» PASSAGEM SELECIONADA
Imaginemos que o cargo de presidente da Comissão Europeia era importante porque acumulava os poderes supremos da União, o que o tornava um lugar cobiçado pelos chefes de estado e de governo dos países integrantes. Imaginemos que o aparelho burocrático em Bruxelas, insatisfeito com o último nomeado para o cargo, montara um esquema que conduzira à sua demissão, tendo sido substituído por outro presidente, mais sensível aos seus problemas…
Entre apontamentos de absurdo e pormenores um pouco forçados, podemos considerar que, mesmo assim, teremos o início do enredo, transposto para os tempos modernos, das convulsões que se estavam a preparar para o ano de 193 no Império Romano. Bruxelas é Roma. As perturbações haviam começado com a deposição do imperador Cómodo, por indecente e má figura (em Dezembro de 192, um pouco à semelhança do que aconteceu à Comissão presidida por Jacques Santer…).
O imperador Cómodo, filho de Marco Aurélio e que se tornou recentemente muito mais famoso quando o vimos lutar em plena arena contra Russell Crowe no filme Gladiator (…pelos vistos, em Hollywood, os monarcas dispõem-se a desafiar campeões desportivos em modalidades violentas!), acabou por ser assassinado depois de 12 anos de poder. E os membros da conspiração escolheram entregar o poder ao Cônsul em exercício que fazia parelha com Cómodo nesse ano: o senador Pertinax.

» EXCERTO DOS DADOS
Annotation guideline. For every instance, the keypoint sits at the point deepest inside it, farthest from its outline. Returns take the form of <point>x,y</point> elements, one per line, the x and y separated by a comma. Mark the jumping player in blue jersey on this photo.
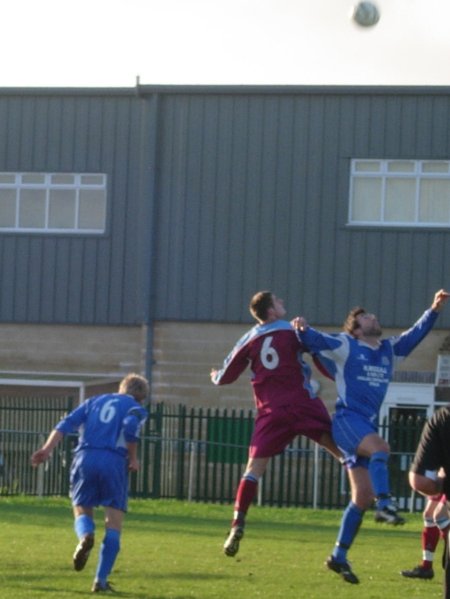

» ENUNCIADO
Por favor, transcreva o trecho do texto sobre a queda do imperador Cómodo, desde "Imaginemos que o cargo" até "por Jacques Santer…).".

» RESULTADO DO EXERCÍCIO
Imaginemos que o cargo de presidente da Comissão Europeia era importante porque acumulava os poderes supremos da União, o que o tornava um lugar cobiçado pelos chefes de estado e de governo dos países integrantes. Imaginemos que o aparelho burocrático em Bruxelas, insatisfeito com o último nomeado para o cargo, montara um esquema que conduzira à sua demissão, tendo sido substituído por outro presidente, mais sensível aos seus problemas…
Entre apontamentos de absurdo e pormenores um pouco forçados, podemos considerar que, mesmo assim, teremos o início do enredo, transposto para os tempos modernos, das convulsões que se estavam a preparar para o ano de 193 no Império Romano. Bruxelas é Roma. As perturbações haviam começado com a deposição do imperador Cómodo, por indecente e má figura (em Dezembro de 192, um pouco à semelhança do que aconteceu à Comissão presidida por Jacques Santer…).